__Passage shown__.

####

Maturing Your Voice of Customer (VoC) Program

By: Max Kenkel
customer filling out experience survey on iphone
Surveying customers won’t magically transform your brand. Evolution of your brand requires analysis to identify the root of negative interactions, action to change behavior, and focus to bring desired behaviors to life. Use survey intel to gain insight how best to encourage employees and partners to adopt habits that consistently demonstrate the value of your brand.
If your net promotor score (NPS) is stagnant or declining and your customer satisfaction scores seem to be heading in the same direction—we should talk. But only if you’re ready to make a change.
(Put another way: If you continue to see the same problems with no change, then it’s time for a little coaching.)
Unsure about taking the leap? Look at some of the results we’ve been able to deliver for a current client in just six months:
  • 11-point NPS increase overall
  • 29-point NPS increase (138% growth) for customers coming to the brand directly
  • 11% increase in Better Business Bureau rating
Great strategic recommendations die on the vine without action, and all credit to this client. They wanted to do better, and they took action to make that goal a reality.

Data-Driven Action Matters Even More Than Insight

The importance of data in decisions lies in consistency and continual growth. The right data helps companies create new business opportunities, generate more revenue, predict future trends and optimize operational efforts. With actionable insights you stand to grow, evolve your brand over time and become more adaptable as a result.

Even knowing these benefits, many brands un- (or under-) utilize recommendations from data.

In fact, according to a February 2021 study by Forrester, only 12% of CX professionals rated their Voice of Customer (VoC) maturity as high or very high.

Here’s how Forrester identifies the three stages of VoC maturity:

  1. State of the Art: Includes sophisticated analysis and full integration across all data types
  2. Advanced: Includes complex analysis of unstructured data from multiple sources (including employee feedback) and a formal process for taking action
  3. Foundational: Includes basic analysis and reporting based on feedback from multiple channels (mostly surveys)
In short, success comes to those who act on customer feedback with a desire to improve. (If you’re taking action, congrats! You’re probably more mature than most companies.)
Remember that client we mentioned above with some great 6-month results? That client created a consistent, streamlined method of collecting the voice of the customer this year, ranking them as more mature than a lot of companies. Our partnership includes weekly calls where we pull out data insights, including freeform text responses. These responses are where the gold is—when customers specifically call attention to the gaps in product or service. We monitor and dive into open text responses, to ensure that data doesn’t sit unused or underutilized.

####

__Dataset extract__.
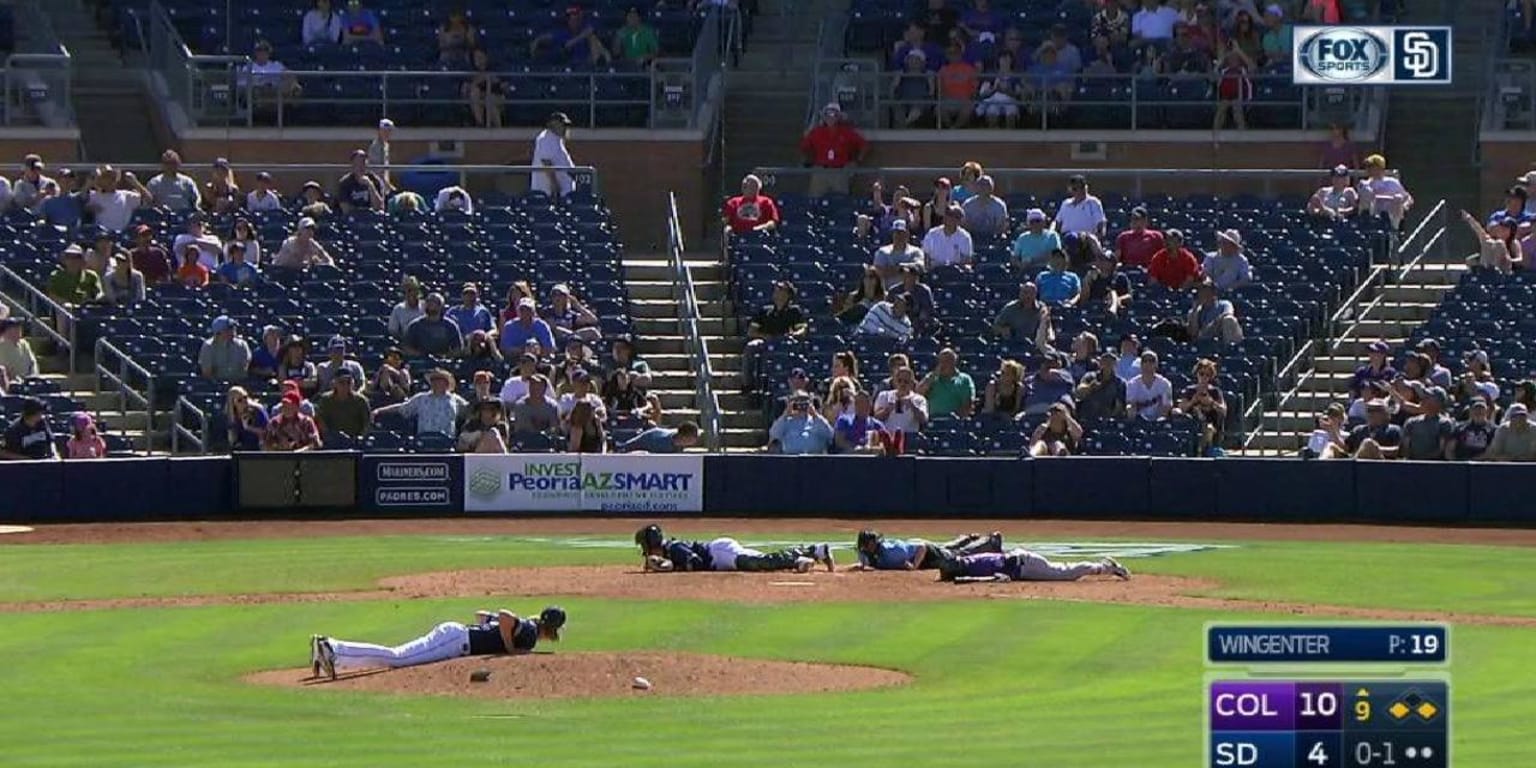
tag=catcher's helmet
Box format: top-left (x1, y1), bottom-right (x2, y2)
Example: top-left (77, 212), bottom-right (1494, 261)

####

__What needs to be done__.
Condense the paragraph beginning "Remember that client we mentioned" in the article on maturing a Voice of Customer program into a short bulleted list that keeps its main facts.

__Complete response__.
- This year the client set up a consistent, streamlined way to collect the voice of the customer, which makes it more mature than many companies.
- The partnership includes weekly calls to pull out data insights, including freeform text responses.
- Those responses are the most valuable because customers point out specific gaps in product or service.
- Open text responses are monitored and examined so the data is not left unused or underused.